§ **Records for this task**:
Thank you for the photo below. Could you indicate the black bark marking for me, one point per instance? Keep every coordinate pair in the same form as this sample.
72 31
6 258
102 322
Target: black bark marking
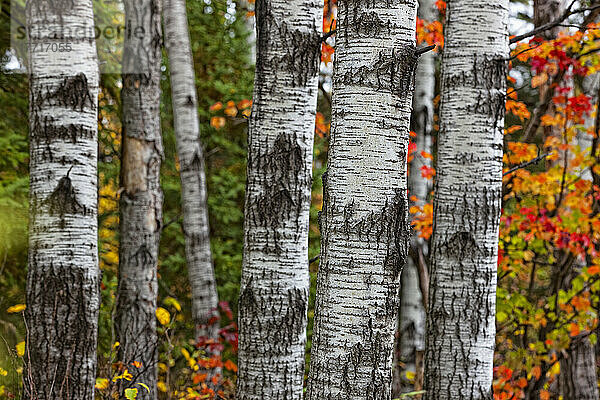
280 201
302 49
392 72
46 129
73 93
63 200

---

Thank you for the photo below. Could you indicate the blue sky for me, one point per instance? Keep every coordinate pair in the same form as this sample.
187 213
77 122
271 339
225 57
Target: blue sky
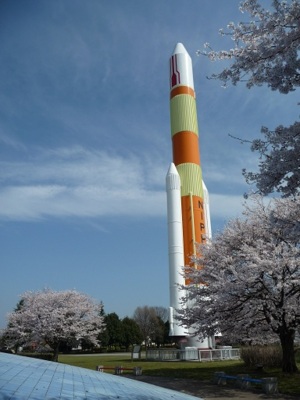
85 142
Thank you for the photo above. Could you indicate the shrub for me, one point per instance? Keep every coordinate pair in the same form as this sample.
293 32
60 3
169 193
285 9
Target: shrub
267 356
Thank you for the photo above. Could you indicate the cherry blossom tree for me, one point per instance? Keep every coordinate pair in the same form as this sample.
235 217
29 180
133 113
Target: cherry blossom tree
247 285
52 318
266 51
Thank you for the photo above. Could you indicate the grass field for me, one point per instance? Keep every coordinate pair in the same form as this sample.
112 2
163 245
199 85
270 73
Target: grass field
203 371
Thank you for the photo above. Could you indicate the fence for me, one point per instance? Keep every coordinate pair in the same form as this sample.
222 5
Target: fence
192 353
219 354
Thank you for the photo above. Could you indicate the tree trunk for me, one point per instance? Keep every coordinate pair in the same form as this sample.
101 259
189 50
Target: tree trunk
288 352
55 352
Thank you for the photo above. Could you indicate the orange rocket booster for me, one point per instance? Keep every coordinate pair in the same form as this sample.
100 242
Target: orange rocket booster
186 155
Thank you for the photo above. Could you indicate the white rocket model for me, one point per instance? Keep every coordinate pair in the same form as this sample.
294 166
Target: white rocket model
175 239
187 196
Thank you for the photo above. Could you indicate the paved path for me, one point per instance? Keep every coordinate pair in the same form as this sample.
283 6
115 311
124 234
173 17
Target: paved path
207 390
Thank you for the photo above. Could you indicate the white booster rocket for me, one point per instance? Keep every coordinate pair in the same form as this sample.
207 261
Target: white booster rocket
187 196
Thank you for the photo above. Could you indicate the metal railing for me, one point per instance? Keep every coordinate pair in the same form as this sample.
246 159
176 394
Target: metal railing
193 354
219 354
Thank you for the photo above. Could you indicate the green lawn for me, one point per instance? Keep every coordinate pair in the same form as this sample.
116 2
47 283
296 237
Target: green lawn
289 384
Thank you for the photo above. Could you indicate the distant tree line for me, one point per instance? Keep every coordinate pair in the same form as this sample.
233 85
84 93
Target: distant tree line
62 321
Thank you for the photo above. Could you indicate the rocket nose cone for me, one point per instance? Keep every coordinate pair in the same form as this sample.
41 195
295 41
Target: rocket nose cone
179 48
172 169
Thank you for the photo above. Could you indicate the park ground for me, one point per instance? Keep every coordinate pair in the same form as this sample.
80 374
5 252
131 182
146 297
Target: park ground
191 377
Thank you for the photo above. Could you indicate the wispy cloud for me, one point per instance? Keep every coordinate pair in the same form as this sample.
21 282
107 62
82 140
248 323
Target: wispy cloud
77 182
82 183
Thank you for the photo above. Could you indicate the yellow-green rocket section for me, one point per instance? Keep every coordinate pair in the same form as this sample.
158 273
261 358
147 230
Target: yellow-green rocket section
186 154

§ **Exercise requirements**: What is needed is a copy of every line above in which "below" appears.

§ **Response area**:
Thank you for the photo below. Could you indicate the black bark marking for me, one point per instance? Keep every coordinate pair in the same form as this sample.
Thank you for the photo below. Could you indicate the blue sky for me, one point per instance? Keep every coordinate pair in the same form as this sample.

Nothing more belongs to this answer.